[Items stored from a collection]
═══
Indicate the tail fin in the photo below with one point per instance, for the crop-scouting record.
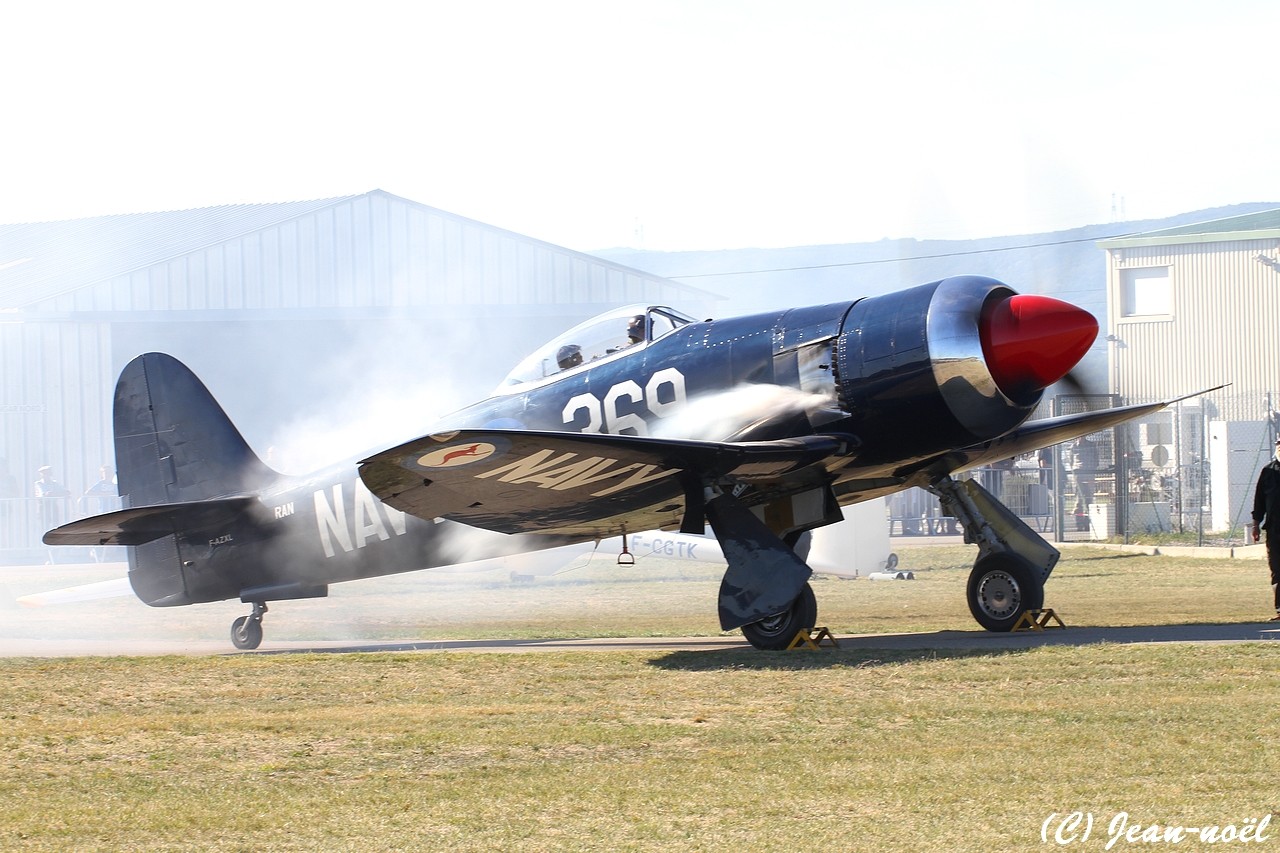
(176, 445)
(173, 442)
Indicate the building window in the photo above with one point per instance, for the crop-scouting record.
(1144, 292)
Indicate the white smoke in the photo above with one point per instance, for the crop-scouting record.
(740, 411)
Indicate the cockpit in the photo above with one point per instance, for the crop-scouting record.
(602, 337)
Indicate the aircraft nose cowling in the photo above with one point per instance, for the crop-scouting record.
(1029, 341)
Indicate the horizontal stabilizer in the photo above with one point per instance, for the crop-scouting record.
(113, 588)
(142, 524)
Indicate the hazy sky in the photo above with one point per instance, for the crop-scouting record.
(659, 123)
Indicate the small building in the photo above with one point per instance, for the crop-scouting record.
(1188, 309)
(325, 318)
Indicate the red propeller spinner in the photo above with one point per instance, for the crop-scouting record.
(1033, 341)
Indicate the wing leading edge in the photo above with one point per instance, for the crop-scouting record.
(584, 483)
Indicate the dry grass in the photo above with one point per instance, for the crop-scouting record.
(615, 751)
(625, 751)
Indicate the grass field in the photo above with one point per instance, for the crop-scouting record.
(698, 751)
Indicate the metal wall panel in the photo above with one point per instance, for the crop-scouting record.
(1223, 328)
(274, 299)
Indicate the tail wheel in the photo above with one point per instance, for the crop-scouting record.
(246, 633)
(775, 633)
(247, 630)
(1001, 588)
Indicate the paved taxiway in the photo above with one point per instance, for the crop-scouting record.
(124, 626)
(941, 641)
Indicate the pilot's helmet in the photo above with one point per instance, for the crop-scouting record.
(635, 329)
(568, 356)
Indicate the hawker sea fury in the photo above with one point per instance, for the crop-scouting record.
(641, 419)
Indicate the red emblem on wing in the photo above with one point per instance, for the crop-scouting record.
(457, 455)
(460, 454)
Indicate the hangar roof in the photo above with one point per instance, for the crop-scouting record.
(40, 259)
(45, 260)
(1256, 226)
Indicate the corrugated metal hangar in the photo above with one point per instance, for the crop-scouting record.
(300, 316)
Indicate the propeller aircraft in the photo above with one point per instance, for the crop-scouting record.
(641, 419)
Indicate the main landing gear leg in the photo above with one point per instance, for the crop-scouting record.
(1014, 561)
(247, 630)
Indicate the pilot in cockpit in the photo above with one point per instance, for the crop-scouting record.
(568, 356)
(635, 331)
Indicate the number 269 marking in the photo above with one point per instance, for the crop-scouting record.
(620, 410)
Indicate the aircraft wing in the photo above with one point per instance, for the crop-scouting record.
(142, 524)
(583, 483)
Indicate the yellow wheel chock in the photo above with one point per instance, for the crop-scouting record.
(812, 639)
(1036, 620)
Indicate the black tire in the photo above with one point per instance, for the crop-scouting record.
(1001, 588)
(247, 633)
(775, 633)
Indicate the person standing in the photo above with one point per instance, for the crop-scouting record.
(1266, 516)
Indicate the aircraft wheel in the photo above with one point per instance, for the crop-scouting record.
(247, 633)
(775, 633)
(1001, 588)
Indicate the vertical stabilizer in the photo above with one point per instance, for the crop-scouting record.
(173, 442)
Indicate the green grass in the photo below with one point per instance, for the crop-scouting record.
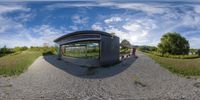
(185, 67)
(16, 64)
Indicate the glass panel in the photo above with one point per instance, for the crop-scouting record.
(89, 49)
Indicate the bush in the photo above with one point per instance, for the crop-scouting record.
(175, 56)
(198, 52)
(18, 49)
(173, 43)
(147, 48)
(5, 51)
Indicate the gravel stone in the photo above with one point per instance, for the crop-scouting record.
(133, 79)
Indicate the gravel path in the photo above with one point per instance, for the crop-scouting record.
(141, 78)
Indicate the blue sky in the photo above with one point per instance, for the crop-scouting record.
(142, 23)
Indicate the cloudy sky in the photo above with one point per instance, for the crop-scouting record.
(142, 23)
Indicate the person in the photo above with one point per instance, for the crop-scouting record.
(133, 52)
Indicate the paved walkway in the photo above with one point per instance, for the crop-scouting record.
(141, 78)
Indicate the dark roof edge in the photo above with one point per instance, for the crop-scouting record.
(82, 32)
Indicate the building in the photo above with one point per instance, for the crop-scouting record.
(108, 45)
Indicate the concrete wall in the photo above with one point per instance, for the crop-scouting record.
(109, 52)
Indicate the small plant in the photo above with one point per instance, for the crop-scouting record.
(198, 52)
═══
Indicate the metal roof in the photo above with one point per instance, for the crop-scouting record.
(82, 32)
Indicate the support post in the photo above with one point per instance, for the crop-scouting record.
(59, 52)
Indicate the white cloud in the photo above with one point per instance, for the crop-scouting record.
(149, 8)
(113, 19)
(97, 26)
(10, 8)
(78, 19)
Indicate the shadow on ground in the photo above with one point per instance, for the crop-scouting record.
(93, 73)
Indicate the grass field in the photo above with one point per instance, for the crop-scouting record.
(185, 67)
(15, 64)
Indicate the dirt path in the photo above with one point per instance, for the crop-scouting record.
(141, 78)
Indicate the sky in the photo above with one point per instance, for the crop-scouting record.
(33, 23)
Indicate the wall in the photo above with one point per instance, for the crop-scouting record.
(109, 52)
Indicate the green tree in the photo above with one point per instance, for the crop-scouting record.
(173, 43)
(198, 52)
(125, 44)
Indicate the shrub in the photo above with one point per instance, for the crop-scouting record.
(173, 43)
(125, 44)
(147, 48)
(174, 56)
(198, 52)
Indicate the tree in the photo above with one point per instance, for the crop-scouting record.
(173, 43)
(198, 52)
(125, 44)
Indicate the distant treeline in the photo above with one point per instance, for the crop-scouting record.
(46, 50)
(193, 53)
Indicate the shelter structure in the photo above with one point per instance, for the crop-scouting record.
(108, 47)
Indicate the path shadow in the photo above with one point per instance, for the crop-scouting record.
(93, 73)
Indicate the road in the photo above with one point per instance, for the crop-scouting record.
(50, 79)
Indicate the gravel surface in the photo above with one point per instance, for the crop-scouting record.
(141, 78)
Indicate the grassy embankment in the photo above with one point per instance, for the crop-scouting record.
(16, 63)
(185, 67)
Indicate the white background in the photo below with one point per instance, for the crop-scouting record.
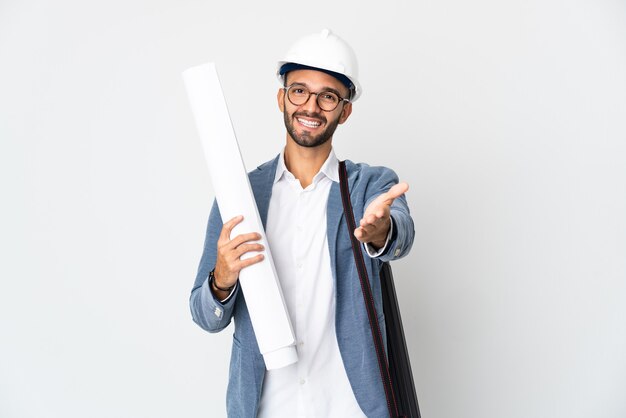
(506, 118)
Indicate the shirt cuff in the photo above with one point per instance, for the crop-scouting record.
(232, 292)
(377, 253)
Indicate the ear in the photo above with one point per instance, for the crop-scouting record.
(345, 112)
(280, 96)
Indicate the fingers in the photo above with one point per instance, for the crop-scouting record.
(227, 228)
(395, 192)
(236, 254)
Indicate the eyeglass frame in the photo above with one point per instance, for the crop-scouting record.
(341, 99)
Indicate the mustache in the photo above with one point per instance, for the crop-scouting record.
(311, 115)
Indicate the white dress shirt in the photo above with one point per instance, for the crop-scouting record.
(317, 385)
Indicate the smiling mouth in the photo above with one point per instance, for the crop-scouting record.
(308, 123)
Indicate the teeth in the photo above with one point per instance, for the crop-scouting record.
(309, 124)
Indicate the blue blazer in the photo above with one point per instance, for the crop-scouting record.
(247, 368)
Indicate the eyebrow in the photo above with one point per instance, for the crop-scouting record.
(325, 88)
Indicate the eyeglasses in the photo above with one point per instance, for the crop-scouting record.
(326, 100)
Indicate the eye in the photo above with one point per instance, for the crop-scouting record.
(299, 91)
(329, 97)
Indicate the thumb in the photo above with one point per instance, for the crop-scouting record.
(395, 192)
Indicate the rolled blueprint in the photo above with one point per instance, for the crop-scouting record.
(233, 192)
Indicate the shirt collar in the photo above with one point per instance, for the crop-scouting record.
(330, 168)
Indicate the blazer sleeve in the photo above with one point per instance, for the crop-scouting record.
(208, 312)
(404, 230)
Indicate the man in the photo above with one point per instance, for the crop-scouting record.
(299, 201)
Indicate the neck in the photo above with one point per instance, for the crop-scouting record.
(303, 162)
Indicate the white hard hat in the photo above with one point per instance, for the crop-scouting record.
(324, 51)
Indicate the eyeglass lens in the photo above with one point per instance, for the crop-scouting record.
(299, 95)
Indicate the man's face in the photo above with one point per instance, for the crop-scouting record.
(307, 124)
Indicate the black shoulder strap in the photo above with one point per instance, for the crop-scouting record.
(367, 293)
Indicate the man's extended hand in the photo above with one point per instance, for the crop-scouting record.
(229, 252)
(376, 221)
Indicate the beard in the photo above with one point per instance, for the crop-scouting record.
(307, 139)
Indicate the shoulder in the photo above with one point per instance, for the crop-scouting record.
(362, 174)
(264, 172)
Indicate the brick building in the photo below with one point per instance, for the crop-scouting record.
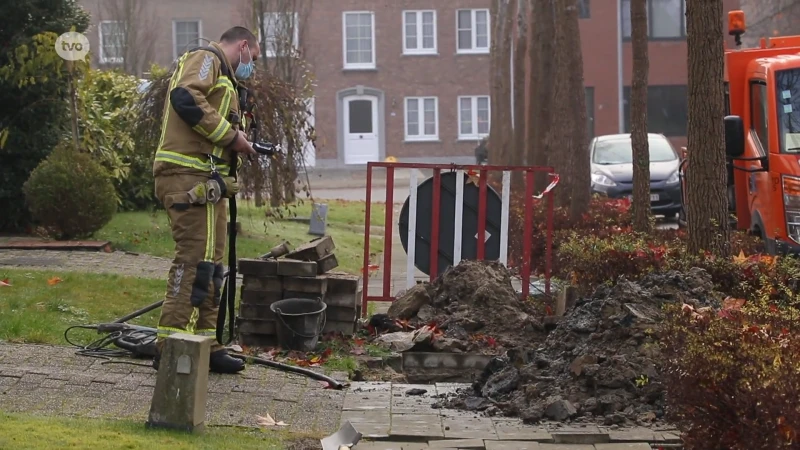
═══
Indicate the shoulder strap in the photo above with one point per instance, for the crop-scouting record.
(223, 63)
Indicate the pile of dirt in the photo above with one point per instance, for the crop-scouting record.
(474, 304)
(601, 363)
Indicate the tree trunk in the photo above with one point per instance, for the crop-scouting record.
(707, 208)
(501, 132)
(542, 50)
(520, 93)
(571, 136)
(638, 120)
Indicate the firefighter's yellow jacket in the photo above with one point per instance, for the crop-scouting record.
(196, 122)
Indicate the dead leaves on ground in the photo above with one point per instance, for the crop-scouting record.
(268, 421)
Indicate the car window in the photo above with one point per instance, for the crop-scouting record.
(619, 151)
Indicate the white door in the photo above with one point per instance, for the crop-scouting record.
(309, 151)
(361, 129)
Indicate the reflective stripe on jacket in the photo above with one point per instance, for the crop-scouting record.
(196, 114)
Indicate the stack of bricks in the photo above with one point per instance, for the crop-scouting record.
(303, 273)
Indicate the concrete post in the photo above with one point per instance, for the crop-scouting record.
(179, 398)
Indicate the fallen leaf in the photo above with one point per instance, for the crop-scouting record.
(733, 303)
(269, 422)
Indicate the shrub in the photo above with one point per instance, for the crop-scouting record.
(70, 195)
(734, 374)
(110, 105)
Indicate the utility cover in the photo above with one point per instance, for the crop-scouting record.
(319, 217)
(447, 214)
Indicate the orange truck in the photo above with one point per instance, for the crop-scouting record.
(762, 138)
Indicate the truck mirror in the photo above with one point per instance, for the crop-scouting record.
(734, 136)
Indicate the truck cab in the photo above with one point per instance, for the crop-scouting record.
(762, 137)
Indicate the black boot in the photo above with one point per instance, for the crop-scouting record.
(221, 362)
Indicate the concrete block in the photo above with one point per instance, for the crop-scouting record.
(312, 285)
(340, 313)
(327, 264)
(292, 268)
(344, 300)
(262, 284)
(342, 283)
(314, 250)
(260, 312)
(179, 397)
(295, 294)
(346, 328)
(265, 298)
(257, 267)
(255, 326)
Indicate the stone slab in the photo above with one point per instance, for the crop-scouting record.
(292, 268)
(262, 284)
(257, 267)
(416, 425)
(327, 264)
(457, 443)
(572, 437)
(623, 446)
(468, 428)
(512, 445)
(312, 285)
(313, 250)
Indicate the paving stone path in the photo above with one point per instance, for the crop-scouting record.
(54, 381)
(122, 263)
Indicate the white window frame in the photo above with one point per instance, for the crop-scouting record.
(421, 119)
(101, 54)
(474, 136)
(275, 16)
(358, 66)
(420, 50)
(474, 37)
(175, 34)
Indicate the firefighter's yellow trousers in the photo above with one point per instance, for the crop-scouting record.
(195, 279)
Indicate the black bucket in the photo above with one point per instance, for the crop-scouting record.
═══
▶ Instruction
Tally the lines in the entries above that contain the string "jacket", where case counts, and reply with the number alone.

▶ Solution to the exercise
2